Reading passage:
+--
The HKFYG Lee Shau Kee College (Chinese: 香港青年協會李兆基書院) is a Hong Kong Secondary School located in Tin Shui Wai, New Territories. Founded in 2006, it was the second school in Tin Shui Wai sponsored by HKFYG and funded by Lee Shau-kee, the first being the HKFYG Lee Shau Kee Primary School.

Motto
Wisdom in Action and 3-S, Self-directed learning, Self-discipline and Self-efficacy

Class structure & Size
From Secondary 1 to Secondary 6, there would be 5 streams for each level, with no more than 35 students per class. Under the New Senior Secondary curriculum, students would be grouped according to their choice of elective subjects.

Curriculum
The school follows the local six-year secondary school system in an English medium. For Form 1 to Form 3 students, The following subject would be offered:
 Chinese Language
 English Language
 Mathematics
 Integrated Science 
 Biology
 Chemistry
 Physics
 Integrated Humanities (To be cancelled in 2019-20)
 Economics
 History
 Geography
 Computer Literacy
 Visual Arts
 Music 
 Physical & Health Education (PHE)

For Form 4 to Form 6 students, the school follows the New Senior Secondary Curriculum. All students take 4 compulsory subjects:
 Chinese Language
 English Language
 Mathematics (Compulsory Part)
 Liberal Studies

Plus 2 to 3 elective subjects from the following options:
 Chinese Literature
 English Literature (To be offered in 2019-20)
 Chinese History
 History
 Geography
 Economics
 Tourism & Hospitality Studies
 Business, Accounting & Financial Studies
 Information & Communication Technology
 Physics
 Chemistry
 Biology
 Visual Arts (To be offered in 2019-20)
Note: Mathematics (Extended Module) is also offered but it is not counted as an elective subject.

Visual Arts, Music and PHE classes would be part of the school curriculum.
+--
Check your understanding:
A. From the page about the HKFYG Lee Shau Kee College, list every compulsory subject that all Form 4 to Form 6 students take.
B. Based on the page about the HKFYG Lee Shau Kee College, answer yes or no for each statement and quote the words that decide it. (i) The school was founded in 2006. (ii) A class can have up to 40 students. (iii) Mathematics (Extended Module) counts as an elective subject.
+--
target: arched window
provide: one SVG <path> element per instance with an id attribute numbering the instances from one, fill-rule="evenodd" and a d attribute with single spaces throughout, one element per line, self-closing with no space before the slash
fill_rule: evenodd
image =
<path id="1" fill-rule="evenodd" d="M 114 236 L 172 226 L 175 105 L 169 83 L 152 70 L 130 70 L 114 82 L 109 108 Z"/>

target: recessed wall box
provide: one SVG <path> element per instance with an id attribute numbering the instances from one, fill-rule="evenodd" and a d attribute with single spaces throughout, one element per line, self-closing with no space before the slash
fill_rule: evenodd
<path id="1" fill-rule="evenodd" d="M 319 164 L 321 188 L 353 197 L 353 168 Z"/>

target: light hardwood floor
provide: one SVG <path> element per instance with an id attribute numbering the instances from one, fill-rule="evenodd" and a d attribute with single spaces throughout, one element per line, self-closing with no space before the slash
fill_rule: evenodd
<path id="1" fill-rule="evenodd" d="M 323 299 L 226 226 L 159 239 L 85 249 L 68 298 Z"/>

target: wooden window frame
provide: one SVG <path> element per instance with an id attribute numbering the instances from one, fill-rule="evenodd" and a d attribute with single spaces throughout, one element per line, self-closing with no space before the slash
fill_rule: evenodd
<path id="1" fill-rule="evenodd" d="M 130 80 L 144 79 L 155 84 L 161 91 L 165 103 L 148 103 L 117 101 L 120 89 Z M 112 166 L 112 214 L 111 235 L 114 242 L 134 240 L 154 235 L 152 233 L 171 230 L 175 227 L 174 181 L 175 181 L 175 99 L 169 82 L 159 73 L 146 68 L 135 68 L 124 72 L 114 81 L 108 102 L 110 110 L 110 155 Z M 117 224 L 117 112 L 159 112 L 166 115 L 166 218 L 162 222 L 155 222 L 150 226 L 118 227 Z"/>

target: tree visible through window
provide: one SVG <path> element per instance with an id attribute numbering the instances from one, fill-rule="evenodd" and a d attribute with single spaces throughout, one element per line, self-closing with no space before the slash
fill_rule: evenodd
+--
Answer list:
A.
Chinese Language
English Language
Mathematics (Compulsory Part)
Liberal Studies

B.
(i) Yes: "Founded in 2006"
(ii) No: "with no more than 35 students per class"
(iii) No: "it is not counted as an elective subject"